Exercise requirements:
Please copy all the lines that follow, word for word.

Source records:
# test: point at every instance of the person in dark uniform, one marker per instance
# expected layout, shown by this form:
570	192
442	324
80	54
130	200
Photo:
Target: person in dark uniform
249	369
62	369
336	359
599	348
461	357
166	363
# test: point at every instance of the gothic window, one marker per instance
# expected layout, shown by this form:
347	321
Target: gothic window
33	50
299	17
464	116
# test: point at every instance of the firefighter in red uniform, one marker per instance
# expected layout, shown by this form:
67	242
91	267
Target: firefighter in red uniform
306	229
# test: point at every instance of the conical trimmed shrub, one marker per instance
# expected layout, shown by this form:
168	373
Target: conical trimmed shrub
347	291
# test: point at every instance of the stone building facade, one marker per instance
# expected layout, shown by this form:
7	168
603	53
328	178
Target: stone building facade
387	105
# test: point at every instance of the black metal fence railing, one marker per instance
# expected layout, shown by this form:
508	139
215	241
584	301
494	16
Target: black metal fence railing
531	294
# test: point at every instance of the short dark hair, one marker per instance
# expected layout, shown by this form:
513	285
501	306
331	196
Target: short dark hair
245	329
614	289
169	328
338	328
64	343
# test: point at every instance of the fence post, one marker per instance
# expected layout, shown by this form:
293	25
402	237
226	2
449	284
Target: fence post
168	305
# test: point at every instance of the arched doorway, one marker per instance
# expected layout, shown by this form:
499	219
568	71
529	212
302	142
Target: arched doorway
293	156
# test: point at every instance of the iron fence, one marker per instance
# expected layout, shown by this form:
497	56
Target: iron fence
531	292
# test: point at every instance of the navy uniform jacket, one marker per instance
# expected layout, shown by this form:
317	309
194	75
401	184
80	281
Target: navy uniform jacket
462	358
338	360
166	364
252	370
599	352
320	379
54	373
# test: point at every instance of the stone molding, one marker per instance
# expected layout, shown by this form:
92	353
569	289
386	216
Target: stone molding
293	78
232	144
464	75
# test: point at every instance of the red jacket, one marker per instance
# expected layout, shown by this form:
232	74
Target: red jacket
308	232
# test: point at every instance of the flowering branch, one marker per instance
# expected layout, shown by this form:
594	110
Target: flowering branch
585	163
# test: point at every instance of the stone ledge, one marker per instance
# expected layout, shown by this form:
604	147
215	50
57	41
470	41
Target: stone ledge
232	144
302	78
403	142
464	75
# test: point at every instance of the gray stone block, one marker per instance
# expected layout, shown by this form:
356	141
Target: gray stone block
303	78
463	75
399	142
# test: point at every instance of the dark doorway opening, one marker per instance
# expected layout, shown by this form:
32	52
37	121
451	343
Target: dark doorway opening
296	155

Correct result:
# test: point at every instance of the person in dark uniform, one marker per instance
# expected layout, shown by this form:
570	192
442	324
80	54
130	200
Photo:
Target: person in dark uniform
249	369
62	369
336	359
599	348
461	357
166	363
# test: point at every instance of the gothic window, one marker per instance
# expected layout, shown by this form:
347	321
Target: gothic window
33	50
299	17
464	116
# test: point at every instance of the firefighter in red uniform, one marker per instance
# expected layout, shown by this form:
67	242
91	267
Target: firefighter in red uniform
306	229
# test: point at every instance of the conical trimmed shrub, one marker per instance
# expected layout, shown by this form:
168	373
Target: conical trimmed shrub
347	291
# test: point at every instance of the stone building facade, one marker per instance
# expected layout, shown by this form:
7	168
603	53
328	178
Target: stone building facade
387	105
# test: point at every instance of the black metal fence railing, one marker per instance
# expected layout, shown by this form:
508	139
215	241
584	301
494	16
Target: black metal fence railing
531	294
# test: point at every instance of the short dark hair, one marker per instance
# expected layout, shown by this form:
513	285
501	306
331	196
Target: short dark hair
245	329
614	289
169	328
338	328
64	343
# test: point at every instance of the fence post, one marker per instance
# expected layout, shown by this form:
293	25
402	237
226	2
449	284
Target: fence post
168	305
# test: point at every instance of the arched doorway, one marker per instance
# expected layout, shown by this form:
499	219
568	71
529	212
302	142
Target: arched doorway
293	156
# test: point at every instance of the iron fence, one marker per instance
# expected layout, shown by this form:
497	56
Target: iron fence
531	292
# test: point at every instance of the navy uniform jacket, one marker per instance
# expected layout, shown by this form:
317	309
194	75
401	184
80	281
Target: navy uniform jacket
462	358
338	360
166	364
252	370
599	352
320	379
54	373
# test: point at every instance of the stone molding, one marker per instance
# expected layout, shown by this form:
92	353
569	289
386	216
Target: stone molding
293	78
232	144
464	75
# test: point at every instance of the red jacket, one marker per instance
# expected layout, shown by this form:
232	74
Target: red jacket
308	232
# test: point at every instance of the flowering branch, one marker per instance
# expected layout, shown by this form:
594	110
Target: flowering branch
585	163
# test: point at every instance of the stone ledge, one marker per instance
# expected layout, shown by this form:
604	147
215	50
57	41
470	41
Target: stone ledge
232	144
302	78
403	142
464	75
# test: point at every instance of the gray stone block, one marker per instance
# expected layout, shown by this form:
356	141
Target: gray stone block
303	78
463	75
399	142
# test: point at every instance of the dark doorway opening, one marker per instance
# expected layout, shown by this form:
32	52
37	121
451	343
Target: dark doorway opening
296	155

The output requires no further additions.